[Coordinate labeling data]
○ ○ ○ ○ ○ ○ ○

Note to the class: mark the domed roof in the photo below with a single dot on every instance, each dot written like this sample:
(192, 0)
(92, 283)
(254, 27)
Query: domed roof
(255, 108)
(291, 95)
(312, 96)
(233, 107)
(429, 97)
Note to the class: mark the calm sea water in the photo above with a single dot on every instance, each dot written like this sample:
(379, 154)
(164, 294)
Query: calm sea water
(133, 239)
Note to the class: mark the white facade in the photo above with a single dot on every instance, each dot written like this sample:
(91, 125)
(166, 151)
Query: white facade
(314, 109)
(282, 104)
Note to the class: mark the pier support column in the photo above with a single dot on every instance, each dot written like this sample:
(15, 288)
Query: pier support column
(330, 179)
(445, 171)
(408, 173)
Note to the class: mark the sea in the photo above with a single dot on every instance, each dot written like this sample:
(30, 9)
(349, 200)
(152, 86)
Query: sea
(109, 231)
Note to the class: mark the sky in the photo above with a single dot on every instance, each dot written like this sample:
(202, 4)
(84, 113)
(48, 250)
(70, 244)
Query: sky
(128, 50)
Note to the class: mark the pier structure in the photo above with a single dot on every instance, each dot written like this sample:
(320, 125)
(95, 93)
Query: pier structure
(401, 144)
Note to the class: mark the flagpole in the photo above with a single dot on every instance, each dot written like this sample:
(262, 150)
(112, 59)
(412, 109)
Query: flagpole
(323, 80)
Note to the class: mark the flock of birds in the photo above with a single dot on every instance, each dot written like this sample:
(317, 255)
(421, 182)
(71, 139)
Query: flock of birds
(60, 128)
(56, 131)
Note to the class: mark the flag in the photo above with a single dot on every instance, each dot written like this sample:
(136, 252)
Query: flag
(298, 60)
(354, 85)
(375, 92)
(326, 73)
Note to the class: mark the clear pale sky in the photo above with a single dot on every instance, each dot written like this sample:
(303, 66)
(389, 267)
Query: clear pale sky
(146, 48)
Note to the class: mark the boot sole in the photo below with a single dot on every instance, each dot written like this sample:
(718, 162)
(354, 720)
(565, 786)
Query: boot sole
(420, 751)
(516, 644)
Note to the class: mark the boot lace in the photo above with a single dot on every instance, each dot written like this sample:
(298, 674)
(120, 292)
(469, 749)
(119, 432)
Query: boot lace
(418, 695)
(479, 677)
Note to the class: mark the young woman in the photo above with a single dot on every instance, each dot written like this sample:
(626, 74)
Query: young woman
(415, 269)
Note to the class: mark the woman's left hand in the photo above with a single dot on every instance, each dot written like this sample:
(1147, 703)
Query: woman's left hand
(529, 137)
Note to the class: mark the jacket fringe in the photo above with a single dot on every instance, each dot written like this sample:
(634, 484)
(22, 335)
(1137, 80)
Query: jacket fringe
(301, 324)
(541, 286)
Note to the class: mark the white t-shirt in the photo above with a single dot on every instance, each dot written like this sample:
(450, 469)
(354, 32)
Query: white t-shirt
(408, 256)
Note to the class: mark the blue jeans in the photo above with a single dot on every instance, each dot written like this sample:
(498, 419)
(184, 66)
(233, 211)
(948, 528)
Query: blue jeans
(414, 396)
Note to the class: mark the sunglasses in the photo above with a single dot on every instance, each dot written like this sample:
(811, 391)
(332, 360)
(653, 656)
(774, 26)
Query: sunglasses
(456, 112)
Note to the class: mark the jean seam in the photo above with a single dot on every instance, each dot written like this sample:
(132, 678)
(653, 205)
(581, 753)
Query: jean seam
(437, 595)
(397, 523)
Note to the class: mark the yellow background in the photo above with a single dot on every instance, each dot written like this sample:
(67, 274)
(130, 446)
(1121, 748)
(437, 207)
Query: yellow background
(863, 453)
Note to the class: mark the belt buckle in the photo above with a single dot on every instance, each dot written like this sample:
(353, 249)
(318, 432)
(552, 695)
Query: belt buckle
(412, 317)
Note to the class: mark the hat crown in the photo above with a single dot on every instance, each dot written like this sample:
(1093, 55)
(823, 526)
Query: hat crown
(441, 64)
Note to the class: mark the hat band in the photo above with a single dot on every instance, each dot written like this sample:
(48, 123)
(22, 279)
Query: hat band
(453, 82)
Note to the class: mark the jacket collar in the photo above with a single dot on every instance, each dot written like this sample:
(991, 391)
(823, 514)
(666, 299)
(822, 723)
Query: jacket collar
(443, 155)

○ ○ ○ ○ ○ ○ ○

THE PROBLEM: Recopy the entries above exactly, with every line included.

RESPONSE TO THIS EXERCISE:
Note to the class: mark the domed roof in the photo below with a single dot on every instance, each dot written like this sample:
(192, 0)
(92, 283)
(254, 27)
Query: domed roof
(255, 108)
(291, 95)
(312, 96)
(233, 107)
(429, 97)
Note to the class: mark the calm sea water in the photo above with a single dot on every instance, each dot written like this sample:
(379, 154)
(164, 294)
Query: calm sea water
(133, 239)
Note to the class: mark the white facade in the photo above with a single dot on every instance, each dot written like this sample:
(91, 125)
(166, 151)
Query: white facade
(314, 109)
(282, 104)
Note to the class: mark the pier support column in the photo above with a single dot on every instance, each dot written like this sample:
(15, 288)
Query: pier support column
(330, 179)
(445, 171)
(408, 173)
Note to the class: mark the sea in the photo above with a single dot on every instance, each dot written like this sample:
(30, 9)
(349, 200)
(152, 86)
Query: sea
(109, 231)
Note to the class: mark the sky in the photo above with a single dot on every instance, each dot written like this sample:
(202, 4)
(84, 113)
(48, 250)
(70, 244)
Query: sky
(128, 50)
Note to the class: mark the pier structure in the photo above with a single dot on every instance, each dot written like this sample:
(320, 125)
(95, 93)
Query: pier structure
(401, 144)
Note to the class: mark the flagpole in the photo above with a single dot on every instance, each dot written like this sample:
(262, 150)
(112, 59)
(412, 109)
Query: flagpole
(323, 80)
Note to the class: mark the flock of birds in the photo above with a single dot on every instance, each dot written like this sample:
(317, 255)
(421, 182)
(71, 139)
Query: flock of birds
(60, 128)
(56, 131)
Note to the class: mark the flag in the photo above with a single dot on every instance, each dot written like this sample:
(136, 252)
Query: flag
(298, 60)
(354, 85)
(375, 92)
(326, 73)
Note to the class: mark the clear pale sky in the photo above with a single dot on every instance, each dot written like this sample:
(303, 66)
(389, 267)
Query: clear pale sky
(146, 48)
Note to the class: mark the boot sole in the photo below with a single dot on every instance, each dot written like this sample:
(718, 162)
(354, 720)
(565, 786)
Query: boot sole
(420, 751)
(516, 644)
Note to the class: mark the boot lace in the photo above with a single dot on every instance, each dot written like this sample:
(298, 674)
(120, 292)
(469, 749)
(119, 432)
Query: boot lace
(418, 695)
(479, 677)
Note to the class: mark the young woman in the photo above with a single dot on every instance, each dot written like this sample:
(626, 74)
Query: young woman
(415, 269)
Note to the class: mark the woman's left hand in the photo above with a single dot on every instance, each dot written like this sample:
(1147, 703)
Query: woman's left hand
(529, 137)
Note to the class: mark the jacket fringe in the photo above with a single dot on every instance, each dot written like this sample:
(634, 484)
(22, 335)
(1137, 80)
Query: jacket fringe
(301, 324)
(541, 286)
Note to the class: mark the white t-shirt in the photo above with a single dot on every instance, each dot written like this sample:
(450, 469)
(354, 32)
Query: white t-shirt
(408, 256)
Note to the class: mark the blue jeans in the photo above with a single dot on every instance, each dot written like this sample:
(498, 419)
(184, 66)
(233, 211)
(948, 528)
Query: blue jeans
(414, 396)
Note to the class: mark the sunglasses in the photo above with a single dot on every instance, each dot written like this sample:
(811, 391)
(332, 360)
(653, 656)
(774, 26)
Query: sunglasses
(456, 112)
Note to the class: mark the jean seam in the photo above with a single dot on every instance, each dot written like this sample:
(132, 678)
(653, 205)
(581, 753)
Query: jean seam
(437, 595)
(397, 523)
Note to the class: mark the yellow background in the photo above with a single dot on every instance, each dot written like this sample:
(67, 274)
(130, 446)
(1121, 748)
(437, 207)
Query: yellow background
(863, 453)
Note to the class: mark the belt buckle in the photo above with a single dot on every instance, each dot written like this sample:
(353, 249)
(318, 432)
(552, 695)
Query: belt buckle
(412, 317)
Note to the class: mark the hat crown in the photo above with a single dot on every instance, each dot written like this sample:
(1093, 55)
(823, 526)
Query: hat crown
(441, 64)
Note to the class: mark the hat band in the photo above with a single dot on every instance, each dot written like this sample:
(48, 123)
(22, 279)
Query: hat band
(453, 82)
Note to the class: mark the jacket collar in the photo above with a single dot on every instance, each dot written like this sample:
(991, 391)
(823, 514)
(666, 299)
(822, 723)
Query: jacket collar
(443, 155)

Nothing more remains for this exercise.